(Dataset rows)
# # #
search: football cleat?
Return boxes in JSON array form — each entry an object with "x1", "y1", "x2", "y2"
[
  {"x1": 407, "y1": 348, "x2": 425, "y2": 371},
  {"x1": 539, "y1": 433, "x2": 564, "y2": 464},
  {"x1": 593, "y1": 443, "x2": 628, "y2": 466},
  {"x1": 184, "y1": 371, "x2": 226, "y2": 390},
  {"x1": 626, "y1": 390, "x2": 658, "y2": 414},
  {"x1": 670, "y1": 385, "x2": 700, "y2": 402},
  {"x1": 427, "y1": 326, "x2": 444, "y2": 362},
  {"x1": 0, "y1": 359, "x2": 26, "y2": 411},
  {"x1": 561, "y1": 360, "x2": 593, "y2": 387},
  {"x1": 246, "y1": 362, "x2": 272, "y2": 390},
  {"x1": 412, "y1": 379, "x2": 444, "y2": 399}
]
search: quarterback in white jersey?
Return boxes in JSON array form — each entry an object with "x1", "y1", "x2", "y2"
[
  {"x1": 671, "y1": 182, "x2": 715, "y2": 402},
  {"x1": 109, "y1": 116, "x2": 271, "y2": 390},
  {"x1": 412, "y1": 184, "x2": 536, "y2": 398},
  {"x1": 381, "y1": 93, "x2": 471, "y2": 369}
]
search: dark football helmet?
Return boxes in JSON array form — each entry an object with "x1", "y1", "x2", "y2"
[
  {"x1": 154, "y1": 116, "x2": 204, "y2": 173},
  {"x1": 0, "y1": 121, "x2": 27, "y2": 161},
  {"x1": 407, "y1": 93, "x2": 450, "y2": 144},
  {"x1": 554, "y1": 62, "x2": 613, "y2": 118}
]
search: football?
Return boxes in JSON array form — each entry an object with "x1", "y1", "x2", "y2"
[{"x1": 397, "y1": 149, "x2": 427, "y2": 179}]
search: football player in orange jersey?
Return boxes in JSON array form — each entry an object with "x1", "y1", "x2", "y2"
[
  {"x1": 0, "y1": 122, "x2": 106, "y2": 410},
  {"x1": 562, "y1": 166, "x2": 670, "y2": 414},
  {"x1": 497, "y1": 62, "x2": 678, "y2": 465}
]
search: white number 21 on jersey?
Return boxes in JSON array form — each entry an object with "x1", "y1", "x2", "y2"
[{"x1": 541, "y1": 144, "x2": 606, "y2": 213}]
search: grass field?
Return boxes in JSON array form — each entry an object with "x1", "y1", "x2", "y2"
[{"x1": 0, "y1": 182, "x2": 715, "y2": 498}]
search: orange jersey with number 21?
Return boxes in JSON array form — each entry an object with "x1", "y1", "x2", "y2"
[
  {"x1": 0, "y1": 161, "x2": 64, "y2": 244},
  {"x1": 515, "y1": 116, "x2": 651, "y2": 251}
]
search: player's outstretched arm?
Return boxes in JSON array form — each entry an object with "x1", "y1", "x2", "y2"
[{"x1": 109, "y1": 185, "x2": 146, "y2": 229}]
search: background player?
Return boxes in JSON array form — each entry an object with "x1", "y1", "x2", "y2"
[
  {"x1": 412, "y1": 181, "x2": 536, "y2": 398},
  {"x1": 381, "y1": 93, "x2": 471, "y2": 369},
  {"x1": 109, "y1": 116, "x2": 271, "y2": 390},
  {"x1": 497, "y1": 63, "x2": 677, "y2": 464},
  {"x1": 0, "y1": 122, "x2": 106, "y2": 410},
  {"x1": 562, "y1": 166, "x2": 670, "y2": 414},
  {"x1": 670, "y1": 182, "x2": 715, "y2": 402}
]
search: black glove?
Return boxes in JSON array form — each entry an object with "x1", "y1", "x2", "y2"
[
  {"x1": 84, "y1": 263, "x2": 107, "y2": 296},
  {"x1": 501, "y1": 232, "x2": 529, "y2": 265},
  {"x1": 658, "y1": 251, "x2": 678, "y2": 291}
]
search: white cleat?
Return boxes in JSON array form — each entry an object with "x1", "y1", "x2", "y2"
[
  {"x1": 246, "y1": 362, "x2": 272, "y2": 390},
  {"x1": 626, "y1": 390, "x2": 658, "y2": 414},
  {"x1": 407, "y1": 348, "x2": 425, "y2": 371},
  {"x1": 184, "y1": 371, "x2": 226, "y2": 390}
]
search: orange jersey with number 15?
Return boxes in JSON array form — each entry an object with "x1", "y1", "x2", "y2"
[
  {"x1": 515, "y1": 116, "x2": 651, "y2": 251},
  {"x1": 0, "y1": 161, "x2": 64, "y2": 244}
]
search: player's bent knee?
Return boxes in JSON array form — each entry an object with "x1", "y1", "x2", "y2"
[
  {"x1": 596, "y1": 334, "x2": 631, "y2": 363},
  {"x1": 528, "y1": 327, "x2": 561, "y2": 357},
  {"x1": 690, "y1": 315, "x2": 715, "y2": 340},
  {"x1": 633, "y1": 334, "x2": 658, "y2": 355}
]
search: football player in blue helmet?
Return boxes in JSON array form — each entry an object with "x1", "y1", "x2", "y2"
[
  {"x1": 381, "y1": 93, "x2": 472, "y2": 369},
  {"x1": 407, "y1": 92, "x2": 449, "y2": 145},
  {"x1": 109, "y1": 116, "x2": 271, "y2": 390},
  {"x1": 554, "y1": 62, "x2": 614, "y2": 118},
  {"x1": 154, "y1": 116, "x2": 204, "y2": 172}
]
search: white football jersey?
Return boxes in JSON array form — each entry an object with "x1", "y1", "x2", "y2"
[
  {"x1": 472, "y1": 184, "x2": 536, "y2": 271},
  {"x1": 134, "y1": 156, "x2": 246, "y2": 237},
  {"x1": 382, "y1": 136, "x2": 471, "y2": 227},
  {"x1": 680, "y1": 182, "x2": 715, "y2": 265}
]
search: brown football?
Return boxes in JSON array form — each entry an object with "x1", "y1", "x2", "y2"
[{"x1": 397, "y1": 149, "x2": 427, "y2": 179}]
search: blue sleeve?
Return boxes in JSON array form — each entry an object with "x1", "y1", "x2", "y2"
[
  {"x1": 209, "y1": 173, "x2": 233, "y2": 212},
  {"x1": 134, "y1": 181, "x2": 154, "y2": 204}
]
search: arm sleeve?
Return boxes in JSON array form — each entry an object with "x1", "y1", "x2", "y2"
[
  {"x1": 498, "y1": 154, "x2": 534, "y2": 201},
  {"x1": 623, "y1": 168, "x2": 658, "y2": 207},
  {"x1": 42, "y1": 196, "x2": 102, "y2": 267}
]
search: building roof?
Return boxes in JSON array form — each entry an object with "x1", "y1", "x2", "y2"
# # #
(Written request):
Show each line above that contains the string "number", copying those lines in full. Case matters.

(Task response):
search: white number 21 on jersey?
search: orange jersey with number 21?
search: orange jersey with number 15?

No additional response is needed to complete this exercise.